# WHAT TO DO
All of the data that follows should be given again exactly, without its images.

Referring expression data:
'''

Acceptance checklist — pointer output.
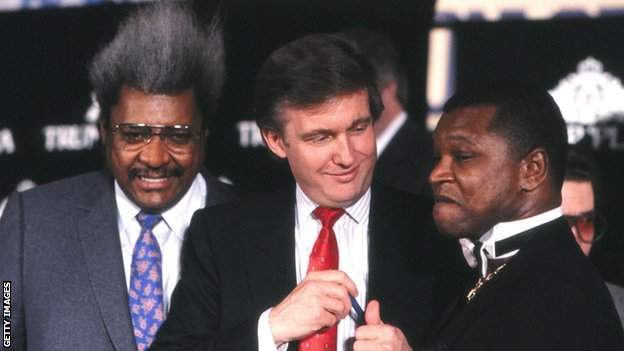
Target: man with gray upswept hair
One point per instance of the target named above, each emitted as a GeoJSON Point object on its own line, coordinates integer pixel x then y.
{"type": "Point", "coordinates": [93, 259]}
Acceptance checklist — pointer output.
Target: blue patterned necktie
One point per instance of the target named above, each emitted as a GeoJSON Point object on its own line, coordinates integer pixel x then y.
{"type": "Point", "coordinates": [146, 291]}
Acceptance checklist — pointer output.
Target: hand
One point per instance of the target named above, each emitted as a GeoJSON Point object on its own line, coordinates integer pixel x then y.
{"type": "Point", "coordinates": [376, 335]}
{"type": "Point", "coordinates": [319, 301]}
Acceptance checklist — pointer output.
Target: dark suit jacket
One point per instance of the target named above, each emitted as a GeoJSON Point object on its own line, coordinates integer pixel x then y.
{"type": "Point", "coordinates": [62, 253]}
{"type": "Point", "coordinates": [547, 297]}
{"type": "Point", "coordinates": [239, 260]}
{"type": "Point", "coordinates": [406, 162]}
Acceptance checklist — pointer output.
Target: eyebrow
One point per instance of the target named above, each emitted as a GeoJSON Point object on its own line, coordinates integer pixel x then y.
{"type": "Point", "coordinates": [326, 131]}
{"type": "Point", "coordinates": [361, 120]}
{"type": "Point", "coordinates": [460, 138]}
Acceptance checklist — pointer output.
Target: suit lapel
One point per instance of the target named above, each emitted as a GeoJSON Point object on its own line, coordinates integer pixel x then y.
{"type": "Point", "coordinates": [271, 256]}
{"type": "Point", "coordinates": [99, 237]}
{"type": "Point", "coordinates": [503, 285]}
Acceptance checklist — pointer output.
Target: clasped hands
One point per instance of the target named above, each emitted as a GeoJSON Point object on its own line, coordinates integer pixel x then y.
{"type": "Point", "coordinates": [322, 300]}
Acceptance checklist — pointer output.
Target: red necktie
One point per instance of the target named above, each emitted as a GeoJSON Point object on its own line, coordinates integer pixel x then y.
{"type": "Point", "coordinates": [324, 256]}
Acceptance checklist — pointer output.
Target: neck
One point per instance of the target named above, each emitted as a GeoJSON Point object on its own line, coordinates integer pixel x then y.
{"type": "Point", "coordinates": [390, 112]}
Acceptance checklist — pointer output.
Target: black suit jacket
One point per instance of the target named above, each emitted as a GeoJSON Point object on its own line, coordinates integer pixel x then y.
{"type": "Point", "coordinates": [406, 162]}
{"type": "Point", "coordinates": [547, 297]}
{"type": "Point", "coordinates": [62, 254]}
{"type": "Point", "coordinates": [239, 260]}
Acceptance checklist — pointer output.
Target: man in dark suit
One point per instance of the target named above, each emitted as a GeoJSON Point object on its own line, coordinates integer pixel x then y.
{"type": "Point", "coordinates": [404, 147]}
{"type": "Point", "coordinates": [500, 161]}
{"type": "Point", "coordinates": [280, 272]}
{"type": "Point", "coordinates": [86, 271]}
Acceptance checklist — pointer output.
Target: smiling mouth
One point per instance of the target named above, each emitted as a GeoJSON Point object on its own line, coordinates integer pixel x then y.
{"type": "Point", "coordinates": [444, 199]}
{"type": "Point", "coordinates": [153, 182]}
{"type": "Point", "coordinates": [345, 176]}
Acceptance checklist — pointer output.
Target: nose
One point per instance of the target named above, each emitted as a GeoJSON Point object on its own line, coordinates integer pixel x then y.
{"type": "Point", "coordinates": [441, 172]}
{"type": "Point", "coordinates": [155, 154]}
{"type": "Point", "coordinates": [344, 152]}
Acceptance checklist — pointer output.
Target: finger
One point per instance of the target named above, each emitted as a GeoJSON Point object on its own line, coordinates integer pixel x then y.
{"type": "Point", "coordinates": [367, 332]}
{"type": "Point", "coordinates": [329, 296]}
{"type": "Point", "coordinates": [365, 345]}
{"type": "Point", "coordinates": [372, 315]}
{"type": "Point", "coordinates": [334, 276]}
{"type": "Point", "coordinates": [336, 306]}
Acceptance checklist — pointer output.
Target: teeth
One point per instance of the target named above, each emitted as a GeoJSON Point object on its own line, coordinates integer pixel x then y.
{"type": "Point", "coordinates": [152, 180]}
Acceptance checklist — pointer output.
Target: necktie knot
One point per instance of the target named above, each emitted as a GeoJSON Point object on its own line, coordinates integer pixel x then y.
{"type": "Point", "coordinates": [328, 216]}
{"type": "Point", "coordinates": [148, 221]}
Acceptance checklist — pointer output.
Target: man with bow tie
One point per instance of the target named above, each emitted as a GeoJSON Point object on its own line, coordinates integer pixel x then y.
{"type": "Point", "coordinates": [280, 272]}
{"type": "Point", "coordinates": [500, 153]}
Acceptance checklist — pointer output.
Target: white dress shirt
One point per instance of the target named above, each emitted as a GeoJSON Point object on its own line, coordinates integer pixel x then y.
{"type": "Point", "coordinates": [169, 232]}
{"type": "Point", "coordinates": [384, 138]}
{"type": "Point", "coordinates": [351, 231]}
{"type": "Point", "coordinates": [503, 231]}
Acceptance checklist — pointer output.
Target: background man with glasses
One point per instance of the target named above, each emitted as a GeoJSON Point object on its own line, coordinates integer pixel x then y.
{"type": "Point", "coordinates": [579, 199]}
{"type": "Point", "coordinates": [93, 259]}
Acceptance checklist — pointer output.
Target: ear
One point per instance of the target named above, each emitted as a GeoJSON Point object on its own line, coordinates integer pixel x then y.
{"type": "Point", "coordinates": [274, 142]}
{"type": "Point", "coordinates": [534, 169]}
{"type": "Point", "coordinates": [103, 135]}
{"type": "Point", "coordinates": [389, 91]}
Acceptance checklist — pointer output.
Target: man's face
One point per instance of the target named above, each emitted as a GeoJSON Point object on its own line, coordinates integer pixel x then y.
{"type": "Point", "coordinates": [475, 179]}
{"type": "Point", "coordinates": [153, 176]}
{"type": "Point", "coordinates": [330, 148]}
{"type": "Point", "coordinates": [577, 200]}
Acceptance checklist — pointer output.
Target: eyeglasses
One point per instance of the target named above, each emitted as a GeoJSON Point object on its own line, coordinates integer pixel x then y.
{"type": "Point", "coordinates": [178, 138]}
{"type": "Point", "coordinates": [590, 227]}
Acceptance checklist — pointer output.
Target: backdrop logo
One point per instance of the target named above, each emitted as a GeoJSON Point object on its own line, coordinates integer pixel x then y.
{"type": "Point", "coordinates": [249, 134]}
{"type": "Point", "coordinates": [7, 145]}
{"type": "Point", "coordinates": [74, 137]}
{"type": "Point", "coordinates": [592, 103]}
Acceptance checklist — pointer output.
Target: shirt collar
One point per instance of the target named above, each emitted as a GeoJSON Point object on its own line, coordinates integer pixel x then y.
{"type": "Point", "coordinates": [383, 139]}
{"type": "Point", "coordinates": [501, 231]}
{"type": "Point", "coordinates": [305, 206]}
{"type": "Point", "coordinates": [176, 218]}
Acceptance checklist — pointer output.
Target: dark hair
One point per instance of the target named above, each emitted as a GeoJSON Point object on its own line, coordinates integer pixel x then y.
{"type": "Point", "coordinates": [308, 72]}
{"type": "Point", "coordinates": [384, 58]}
{"type": "Point", "coordinates": [526, 116]}
{"type": "Point", "coordinates": [161, 49]}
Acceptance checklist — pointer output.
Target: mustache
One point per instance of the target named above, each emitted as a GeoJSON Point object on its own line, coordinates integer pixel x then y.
{"type": "Point", "coordinates": [155, 173]}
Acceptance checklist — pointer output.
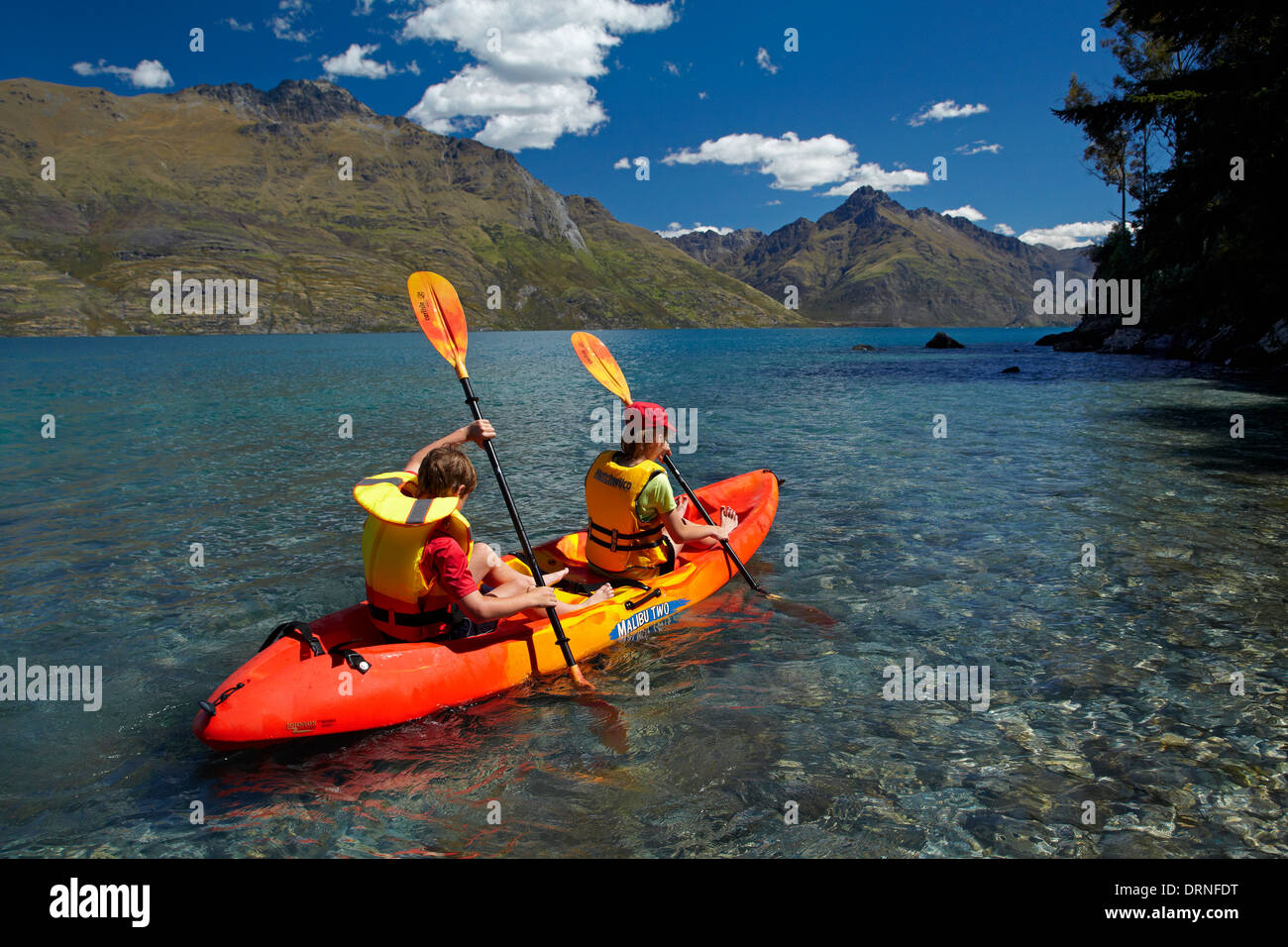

'''

# SOLVED PROBLEM
Acceptance checklist — pointer output.
Target: man with gray upswept hair
One point per instance of the target named above, each emitted as a GeoJSON Point object on its own line, coordinates integer pixel x then y.
{"type": "Point", "coordinates": [93, 259]}
Acceptance checklist — pointer output.
Target: blue patterned necktie
One point per instance of the target named above, each emitted as a GeoJSON Point object on its own line, coordinates integer pixel x then y.
{"type": "Point", "coordinates": [146, 291]}
Acceptance checklist — pointer output.
Target: hand
One point per instance of the target named above, each emitted as a GeoJSON Point object on its own line, coordinates integer pixel x then y.
{"type": "Point", "coordinates": [376, 335]}
{"type": "Point", "coordinates": [319, 301]}
Acceptance checklist — pointer output.
Target: dark suit jacket
One point per instance of the target named above, each emitted as a GeoJSON Point object on its own line, coordinates integer pixel x then y.
{"type": "Point", "coordinates": [62, 253]}
{"type": "Point", "coordinates": [547, 297]}
{"type": "Point", "coordinates": [239, 260]}
{"type": "Point", "coordinates": [406, 162]}
Acceptance checklist — pointer output.
Target: eyebrow
One point per instance of the target named above, each emitted as a GeoJSON Point object on its own line, coordinates integer pixel x then y.
{"type": "Point", "coordinates": [326, 131]}
{"type": "Point", "coordinates": [361, 120]}
{"type": "Point", "coordinates": [460, 138]}
Acceptance checklist — pointer output.
Target: suit lapel
One point per instance of the target named above, each emitted as a GeoJSON Point object on its own line, coordinates integer pixel x then y.
{"type": "Point", "coordinates": [271, 256]}
{"type": "Point", "coordinates": [99, 237]}
{"type": "Point", "coordinates": [503, 285]}
Acceptance checklist — pointer output.
Target: clasped hands
One point per instance of the target named above, each emitted as a GeoJSON Point object on its own line, coordinates integer pixel x then y.
{"type": "Point", "coordinates": [322, 300]}
Acceptance checklist — pointer output.
Target: red necktie
One point per instance of the target named above, each emitted as a GeoJSON Point object on its own line, coordinates integer pixel x then y.
{"type": "Point", "coordinates": [324, 256]}
Acceptance checklist — pointer output.
Target: neck
One point per instance of the target named above, each emitted as a GeoJSON Point object on its own line, coordinates integer pixel x then y.
{"type": "Point", "coordinates": [390, 112]}
Acceptance checklist — pointer output.
Target: black suit jacket
One point per instance of the target named above, each emitted as a GeoJSON Point object on its own line, coordinates integer pixel x then y.
{"type": "Point", "coordinates": [406, 162]}
{"type": "Point", "coordinates": [547, 297]}
{"type": "Point", "coordinates": [62, 254]}
{"type": "Point", "coordinates": [239, 260]}
Acceptance checklist — pointer output.
Target: man in dark suit
One point per instance of the target named above, each emitted as a GeoJSON Point object on its own line, coordinates integer pixel x then y.
{"type": "Point", "coordinates": [404, 147]}
{"type": "Point", "coordinates": [500, 161]}
{"type": "Point", "coordinates": [280, 272]}
{"type": "Point", "coordinates": [86, 271]}
Acceptance checklist — pointer output.
Target: smiling mouth
One point per instance of the target named above, each emitted as a GeoJSON Point object on its own line, coordinates integer pixel x then y.
{"type": "Point", "coordinates": [444, 199]}
{"type": "Point", "coordinates": [153, 182]}
{"type": "Point", "coordinates": [345, 176]}
Acceptance checklist — pointer output.
Target: nose
One point per instance of the target named above, each emitted as a GeoJSON Point object on its own line, coordinates integer pixel x then y.
{"type": "Point", "coordinates": [441, 172]}
{"type": "Point", "coordinates": [155, 154]}
{"type": "Point", "coordinates": [344, 152]}
Acceptance checklist — pointer output.
Target: finger
One point per instance of the target named above, each emitted as a GeoJSON Point object on its own line, coordinates integer pixel x then y.
{"type": "Point", "coordinates": [367, 332]}
{"type": "Point", "coordinates": [329, 296]}
{"type": "Point", "coordinates": [365, 345]}
{"type": "Point", "coordinates": [372, 315]}
{"type": "Point", "coordinates": [334, 276]}
{"type": "Point", "coordinates": [336, 306]}
Acceptance checklist — pointer output.
Target: teeth
One point per instance of the target named above, each emitted as a GeoJSON Point object on its own line, coordinates integer pixel x then y.
{"type": "Point", "coordinates": [152, 180]}
Acceptance checklist — pointer output.
Target: necktie knot
One point per instance of the target named above, each emitted as a GeoJSON Point object on its own line, coordinates integer pixel x then y.
{"type": "Point", "coordinates": [328, 216]}
{"type": "Point", "coordinates": [148, 221]}
Acceptance checklist — pointer output.
Target: man with bow tie
One point per instance of the target named above, each emitted as a GeoJSON Point object on its own line, coordinates integer pixel x then y.
{"type": "Point", "coordinates": [280, 272]}
{"type": "Point", "coordinates": [500, 153]}
Acceptance checklist — pointer output.
Target: white dress shirt
One point per instance of the target named above, each emitted as a GeoJSON Point object on its own line, coordinates integer pixel x then y.
{"type": "Point", "coordinates": [169, 232]}
{"type": "Point", "coordinates": [384, 138]}
{"type": "Point", "coordinates": [351, 231]}
{"type": "Point", "coordinates": [503, 231]}
Acceptance checklist — pointer output.
Target: background man with glasses
One point per instance of the target named above, each emitted as a GeoJSON Point object on its own line, coordinates integer pixel x then y.
{"type": "Point", "coordinates": [579, 199]}
{"type": "Point", "coordinates": [93, 259]}
Acceptance checklist — pointer output.
Target: ear
One point per instance of the target named above, each emitted as a GeoJSON Point object on its own line, coordinates integer pixel x then y.
{"type": "Point", "coordinates": [274, 142]}
{"type": "Point", "coordinates": [534, 169]}
{"type": "Point", "coordinates": [103, 135]}
{"type": "Point", "coordinates": [389, 91]}
Acceptance checklist — pointer output.
Target: man's face
One point per instance of the target named above, each emitted as a GeoJSON Point object on its own line, coordinates integer pixel x then y.
{"type": "Point", "coordinates": [475, 179]}
{"type": "Point", "coordinates": [153, 176]}
{"type": "Point", "coordinates": [330, 148]}
{"type": "Point", "coordinates": [577, 200]}
Acceptance checklist — pointer output.
Target: eyeglasses
One point per instance of the target named above, each emitted as a GeoJSON Point object on its own line, coordinates integer pixel x then y.
{"type": "Point", "coordinates": [178, 138]}
{"type": "Point", "coordinates": [590, 227]}
Acceptance checklist — pointer output.
Target: backdrop logo
One point per instance of the target named above, each emitted as a GeoJSON Point object on its own line, coordinates integer pixel x then y.
{"type": "Point", "coordinates": [249, 134]}
{"type": "Point", "coordinates": [7, 145]}
{"type": "Point", "coordinates": [74, 137]}
{"type": "Point", "coordinates": [592, 103]}
Acceptance checklist — pointer output.
Target: shirt collar
One point per instance of the target named above, each emitted as a GeoJSON Point object on its own line, coordinates integer pixel x then y.
{"type": "Point", "coordinates": [383, 139]}
{"type": "Point", "coordinates": [501, 231]}
{"type": "Point", "coordinates": [305, 206]}
{"type": "Point", "coordinates": [176, 218]}
Acceptance checklist — pointer output.
Target: dark hair
One point per instance of the target named above, each emitted as a GeoJSON Point object on its own line, coordinates integer pixel x then y.
{"type": "Point", "coordinates": [308, 72]}
{"type": "Point", "coordinates": [384, 58]}
{"type": "Point", "coordinates": [526, 116]}
{"type": "Point", "coordinates": [161, 49]}
Acceptance checklist — pointer output.
Target: mustache
One point per instance of the target named above, each emitted as a GeoJSON Point object on its own line, coordinates integer pixel x then y.
{"type": "Point", "coordinates": [155, 173]}
Acceptance checklist — pointer output.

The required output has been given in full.